> Request
Please copy the following items word for word, line by line.

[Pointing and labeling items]
==================================================
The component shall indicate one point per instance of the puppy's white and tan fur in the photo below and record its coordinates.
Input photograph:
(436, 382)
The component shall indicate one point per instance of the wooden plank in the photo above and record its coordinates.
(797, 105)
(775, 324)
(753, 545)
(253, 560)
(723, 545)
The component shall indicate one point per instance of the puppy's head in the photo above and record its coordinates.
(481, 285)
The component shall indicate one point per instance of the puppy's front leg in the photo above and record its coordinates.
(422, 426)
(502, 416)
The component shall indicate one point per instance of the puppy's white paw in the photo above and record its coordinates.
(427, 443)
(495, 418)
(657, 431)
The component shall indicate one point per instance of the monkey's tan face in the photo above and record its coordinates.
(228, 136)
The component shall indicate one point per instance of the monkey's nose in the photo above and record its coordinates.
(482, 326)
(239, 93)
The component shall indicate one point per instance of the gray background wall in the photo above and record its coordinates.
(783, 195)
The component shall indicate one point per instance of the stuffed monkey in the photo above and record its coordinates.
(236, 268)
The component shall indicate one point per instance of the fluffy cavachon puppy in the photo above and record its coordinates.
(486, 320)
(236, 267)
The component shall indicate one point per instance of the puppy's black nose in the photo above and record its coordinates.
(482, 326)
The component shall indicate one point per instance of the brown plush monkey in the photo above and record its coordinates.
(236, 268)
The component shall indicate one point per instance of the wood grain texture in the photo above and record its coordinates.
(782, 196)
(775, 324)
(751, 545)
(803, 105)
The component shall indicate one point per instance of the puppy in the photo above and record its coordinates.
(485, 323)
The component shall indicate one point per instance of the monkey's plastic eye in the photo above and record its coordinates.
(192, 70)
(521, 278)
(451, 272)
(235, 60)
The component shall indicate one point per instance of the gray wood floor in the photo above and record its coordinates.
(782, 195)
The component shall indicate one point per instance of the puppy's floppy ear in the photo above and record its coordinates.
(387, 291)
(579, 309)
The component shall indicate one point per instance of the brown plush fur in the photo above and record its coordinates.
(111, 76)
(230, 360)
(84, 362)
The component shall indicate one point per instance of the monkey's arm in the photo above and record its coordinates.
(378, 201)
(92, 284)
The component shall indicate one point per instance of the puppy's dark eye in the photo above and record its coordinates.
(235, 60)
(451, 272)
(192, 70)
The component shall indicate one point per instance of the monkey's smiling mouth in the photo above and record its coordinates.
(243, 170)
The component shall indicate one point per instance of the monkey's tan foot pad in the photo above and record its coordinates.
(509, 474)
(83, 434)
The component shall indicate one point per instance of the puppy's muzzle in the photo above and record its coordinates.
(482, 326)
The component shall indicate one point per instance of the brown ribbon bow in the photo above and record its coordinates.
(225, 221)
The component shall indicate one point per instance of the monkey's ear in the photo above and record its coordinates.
==================================================
> Result of this task
The component shall indicate one point per instance of the puppy's white and tan fur in the photo below and record its coordinates.
Input photograph:
(436, 382)
The component shall indicate one point per instance of the wooden plank in the photo above and record its coordinates.
(797, 105)
(775, 324)
(753, 545)
(253, 560)
(723, 545)
The component shall indicate one point per instance of the puppy's head in the photo above and record its coordinates.
(481, 285)
The component shall indicate one point per instance of the puppy's front leg in the photo above and record its coordinates.
(422, 426)
(502, 416)
The component shall indicate one point per instance of the puppy's white paw in the photo above and record its coordinates.
(427, 443)
(495, 418)
(657, 431)
The component shall indicate one point per instance of the monkey's tan face in the photo above and record its coordinates.
(228, 136)
The component shall indicate one point per instance of the monkey's nose in the photo above and record its coordinates.
(482, 326)
(239, 93)
The component shall indicate one point per instance of the gray background wall in the photo above and record its coordinates.
(783, 195)
The component shall indicate one point per instance of the stuffed monkey in the photo above and record its coordinates.
(236, 268)
The component shall indicate one point per instance of the fluffy cavachon puppy in the photo above and record its coordinates.
(486, 320)
(236, 267)
The component shall indicate one point per instance of the puppy's black nose in the photo above and record its coordinates.
(482, 326)
The component shall indicate one point per instance of the brown plush monkey in the photo above and record its coordinates.
(236, 268)
The component shall indicate one point per instance of the wood grain texture in the photo above and record its coordinates.
(782, 196)
(775, 324)
(751, 545)
(803, 105)
The component shall indicate one point per instance of the puppy in the photo above and record its coordinates.
(485, 323)
The component shall indicate one point per instance of the monkey's plastic eye in the photo above and record its coordinates.
(192, 70)
(521, 278)
(451, 272)
(235, 60)
The component shall indicate one point per instance of the gray wood floor in the photo above and record its coordinates.
(782, 195)
The component shall indicate one point per instance of the puppy's floppy ear in the photo above and record its coordinates.
(387, 291)
(579, 309)
The component shall indicate one point per instance of the brown plush fur in the photo above and record its coordinates.
(111, 76)
(230, 360)
(84, 362)
The component shall indicate one point per instance of the monkey's arm in the photo above and record its coordinates.
(378, 201)
(92, 284)
The component shall indicate one point per instance of the puppy's dark eye in the photo above and record its coordinates.
(235, 60)
(451, 272)
(192, 70)
The component shall indicate one point per instance of the monkey's smiling mouth in the photo above and record its coordinates.
(243, 170)
The component shall indicate one point per instance of the monkey's tan foot pad in the photo above and record its coordinates.
(509, 474)
(83, 434)
The component shall indicate one point per instance of the puppy's muzzle in the photo above and record its coordinates.
(482, 326)
The component shall indicate one point per instance of the brown ribbon bow in the photo above and record its coordinates.
(225, 221)
The component shall indicate one point per instance of the monkey's ear in the photo above and record its coordinates.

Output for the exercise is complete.